— About this task —
Among the entries below, take the line with "pixel 94 338" and the line with "Find the pavement", and output them and every line between them exactly, with nothing else.
-=-=-
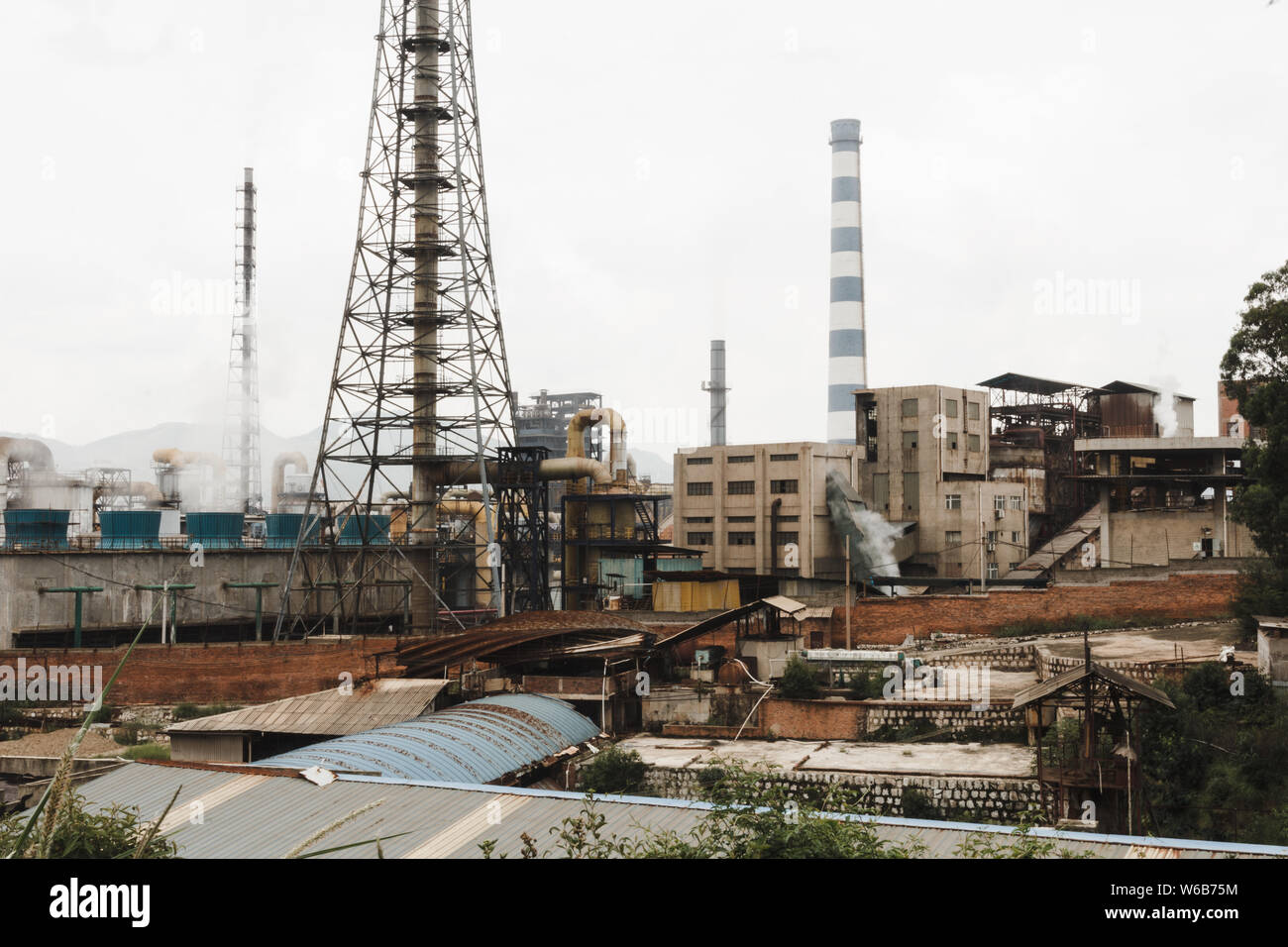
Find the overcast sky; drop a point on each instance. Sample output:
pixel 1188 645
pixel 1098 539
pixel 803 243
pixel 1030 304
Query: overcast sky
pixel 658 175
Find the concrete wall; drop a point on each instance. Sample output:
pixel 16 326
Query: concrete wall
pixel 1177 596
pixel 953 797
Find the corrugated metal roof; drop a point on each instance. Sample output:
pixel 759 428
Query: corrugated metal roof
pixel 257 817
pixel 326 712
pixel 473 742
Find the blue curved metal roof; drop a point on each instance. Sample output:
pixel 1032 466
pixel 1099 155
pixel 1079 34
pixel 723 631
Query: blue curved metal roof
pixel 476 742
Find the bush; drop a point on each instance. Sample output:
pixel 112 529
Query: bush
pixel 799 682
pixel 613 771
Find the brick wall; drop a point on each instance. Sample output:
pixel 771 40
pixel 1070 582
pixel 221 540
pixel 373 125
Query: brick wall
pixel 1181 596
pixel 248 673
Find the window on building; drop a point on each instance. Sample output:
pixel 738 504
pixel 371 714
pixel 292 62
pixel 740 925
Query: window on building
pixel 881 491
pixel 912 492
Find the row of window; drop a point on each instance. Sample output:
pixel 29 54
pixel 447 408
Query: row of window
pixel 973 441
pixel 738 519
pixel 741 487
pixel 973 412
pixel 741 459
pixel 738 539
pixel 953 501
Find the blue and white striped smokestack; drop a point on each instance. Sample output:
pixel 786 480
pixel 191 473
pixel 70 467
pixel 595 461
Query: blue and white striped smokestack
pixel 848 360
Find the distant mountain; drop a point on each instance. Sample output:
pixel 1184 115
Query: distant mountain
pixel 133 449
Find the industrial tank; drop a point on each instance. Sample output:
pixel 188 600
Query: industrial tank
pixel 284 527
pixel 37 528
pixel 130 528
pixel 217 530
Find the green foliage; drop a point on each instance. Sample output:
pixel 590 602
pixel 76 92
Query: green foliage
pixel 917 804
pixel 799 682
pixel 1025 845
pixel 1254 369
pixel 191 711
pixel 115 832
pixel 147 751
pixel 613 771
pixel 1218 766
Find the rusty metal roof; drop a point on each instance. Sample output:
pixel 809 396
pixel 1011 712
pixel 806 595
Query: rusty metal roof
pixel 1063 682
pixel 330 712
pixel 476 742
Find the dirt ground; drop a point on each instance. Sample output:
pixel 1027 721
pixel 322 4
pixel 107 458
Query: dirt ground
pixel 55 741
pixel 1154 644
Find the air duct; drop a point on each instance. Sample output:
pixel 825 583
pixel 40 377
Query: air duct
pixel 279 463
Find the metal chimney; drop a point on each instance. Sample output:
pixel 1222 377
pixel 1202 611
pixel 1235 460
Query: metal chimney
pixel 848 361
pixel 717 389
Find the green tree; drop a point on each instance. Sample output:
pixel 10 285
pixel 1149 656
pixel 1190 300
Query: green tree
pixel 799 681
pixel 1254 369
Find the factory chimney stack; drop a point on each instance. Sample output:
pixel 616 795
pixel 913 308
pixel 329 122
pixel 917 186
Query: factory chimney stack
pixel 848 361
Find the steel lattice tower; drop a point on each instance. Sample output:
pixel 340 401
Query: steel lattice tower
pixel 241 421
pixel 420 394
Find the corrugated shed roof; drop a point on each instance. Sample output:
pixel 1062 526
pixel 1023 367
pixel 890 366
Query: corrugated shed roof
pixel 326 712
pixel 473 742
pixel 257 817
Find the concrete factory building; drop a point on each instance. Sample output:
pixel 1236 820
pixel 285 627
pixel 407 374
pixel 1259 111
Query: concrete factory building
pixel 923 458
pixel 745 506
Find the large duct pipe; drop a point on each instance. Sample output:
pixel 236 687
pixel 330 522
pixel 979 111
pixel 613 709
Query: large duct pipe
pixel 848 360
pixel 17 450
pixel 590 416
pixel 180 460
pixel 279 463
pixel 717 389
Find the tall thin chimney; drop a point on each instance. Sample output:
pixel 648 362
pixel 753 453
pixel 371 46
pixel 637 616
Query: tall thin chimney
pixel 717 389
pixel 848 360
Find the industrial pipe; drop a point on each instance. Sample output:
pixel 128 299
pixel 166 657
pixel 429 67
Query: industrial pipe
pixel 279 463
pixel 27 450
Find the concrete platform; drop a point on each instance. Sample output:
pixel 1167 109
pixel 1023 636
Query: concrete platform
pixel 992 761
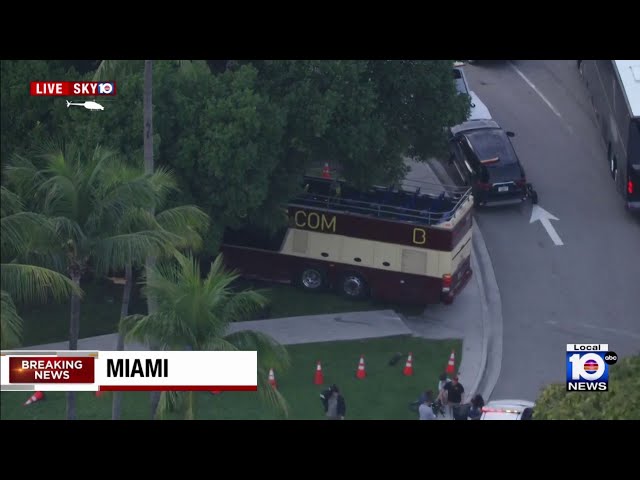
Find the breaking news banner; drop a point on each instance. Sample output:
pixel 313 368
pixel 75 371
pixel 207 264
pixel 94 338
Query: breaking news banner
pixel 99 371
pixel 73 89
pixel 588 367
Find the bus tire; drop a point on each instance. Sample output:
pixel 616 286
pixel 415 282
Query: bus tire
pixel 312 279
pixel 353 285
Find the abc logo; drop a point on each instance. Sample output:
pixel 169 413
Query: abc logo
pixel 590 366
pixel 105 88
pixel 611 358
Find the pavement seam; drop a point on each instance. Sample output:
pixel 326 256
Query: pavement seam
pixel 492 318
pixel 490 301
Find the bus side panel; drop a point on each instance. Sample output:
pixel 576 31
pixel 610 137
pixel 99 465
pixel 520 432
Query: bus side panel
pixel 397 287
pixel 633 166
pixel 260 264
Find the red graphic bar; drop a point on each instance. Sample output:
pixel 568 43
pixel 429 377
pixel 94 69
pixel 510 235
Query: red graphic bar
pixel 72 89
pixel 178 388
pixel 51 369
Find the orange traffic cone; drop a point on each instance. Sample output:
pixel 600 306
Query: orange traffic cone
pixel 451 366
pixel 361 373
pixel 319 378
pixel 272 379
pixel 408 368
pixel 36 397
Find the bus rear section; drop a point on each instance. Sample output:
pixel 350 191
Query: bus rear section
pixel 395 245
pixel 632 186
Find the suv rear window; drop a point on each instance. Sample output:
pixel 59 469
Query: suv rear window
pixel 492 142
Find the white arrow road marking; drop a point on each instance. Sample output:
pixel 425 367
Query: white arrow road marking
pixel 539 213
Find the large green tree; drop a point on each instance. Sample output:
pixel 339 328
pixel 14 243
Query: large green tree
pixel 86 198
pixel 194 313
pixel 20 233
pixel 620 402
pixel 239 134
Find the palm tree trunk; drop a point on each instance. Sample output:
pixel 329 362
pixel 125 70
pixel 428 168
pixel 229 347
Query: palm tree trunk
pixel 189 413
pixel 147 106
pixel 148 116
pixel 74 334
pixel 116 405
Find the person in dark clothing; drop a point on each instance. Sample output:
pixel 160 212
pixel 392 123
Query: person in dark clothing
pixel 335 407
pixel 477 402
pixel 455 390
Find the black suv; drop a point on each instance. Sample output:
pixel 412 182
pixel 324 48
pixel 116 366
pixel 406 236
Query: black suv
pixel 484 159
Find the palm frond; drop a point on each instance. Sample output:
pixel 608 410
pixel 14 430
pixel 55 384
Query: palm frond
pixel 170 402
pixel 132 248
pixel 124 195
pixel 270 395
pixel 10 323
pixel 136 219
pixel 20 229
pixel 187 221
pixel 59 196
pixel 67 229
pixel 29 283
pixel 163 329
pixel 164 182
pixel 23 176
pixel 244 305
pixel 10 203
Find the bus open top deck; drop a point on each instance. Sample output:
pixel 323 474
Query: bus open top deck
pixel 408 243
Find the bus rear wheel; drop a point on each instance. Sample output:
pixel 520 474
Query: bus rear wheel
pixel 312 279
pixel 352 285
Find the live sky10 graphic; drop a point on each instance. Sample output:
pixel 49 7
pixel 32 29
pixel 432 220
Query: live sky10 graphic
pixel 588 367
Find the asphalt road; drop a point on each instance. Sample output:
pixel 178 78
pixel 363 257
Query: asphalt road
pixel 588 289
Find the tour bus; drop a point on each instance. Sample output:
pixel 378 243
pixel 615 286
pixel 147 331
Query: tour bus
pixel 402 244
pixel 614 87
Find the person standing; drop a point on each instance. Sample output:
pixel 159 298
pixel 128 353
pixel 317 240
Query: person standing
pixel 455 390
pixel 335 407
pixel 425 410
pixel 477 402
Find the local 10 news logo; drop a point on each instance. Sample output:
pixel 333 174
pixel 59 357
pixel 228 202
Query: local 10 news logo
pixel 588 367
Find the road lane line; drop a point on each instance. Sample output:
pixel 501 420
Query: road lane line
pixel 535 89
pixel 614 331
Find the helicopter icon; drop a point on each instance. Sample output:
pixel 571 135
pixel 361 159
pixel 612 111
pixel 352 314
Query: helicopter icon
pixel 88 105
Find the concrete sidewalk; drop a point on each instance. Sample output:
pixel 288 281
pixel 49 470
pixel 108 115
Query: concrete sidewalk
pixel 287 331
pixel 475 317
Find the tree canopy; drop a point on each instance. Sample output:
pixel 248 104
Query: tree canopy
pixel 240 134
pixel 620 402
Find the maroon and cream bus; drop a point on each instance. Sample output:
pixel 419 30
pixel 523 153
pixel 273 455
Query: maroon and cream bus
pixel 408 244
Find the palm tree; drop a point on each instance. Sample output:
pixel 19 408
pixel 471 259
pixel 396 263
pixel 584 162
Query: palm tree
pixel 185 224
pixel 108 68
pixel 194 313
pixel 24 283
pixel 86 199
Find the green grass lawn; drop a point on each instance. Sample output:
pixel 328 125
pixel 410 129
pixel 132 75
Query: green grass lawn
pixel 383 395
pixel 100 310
-=-=-
— Response for this exercise —
pixel 94 338
Query: breaking news banner
pixel 99 371
pixel 73 89
pixel 588 367
Find the bus tire; drop a point on each instance. Sample output:
pixel 616 286
pixel 415 282
Query: bus tire
pixel 312 279
pixel 353 285
Find the abc logo; drop a point on each instance. Sample output:
pixel 169 413
Query: abc logo
pixel 590 366
pixel 105 88
pixel 611 358
Find the pavement seam; drop a point on each instance. Sample output:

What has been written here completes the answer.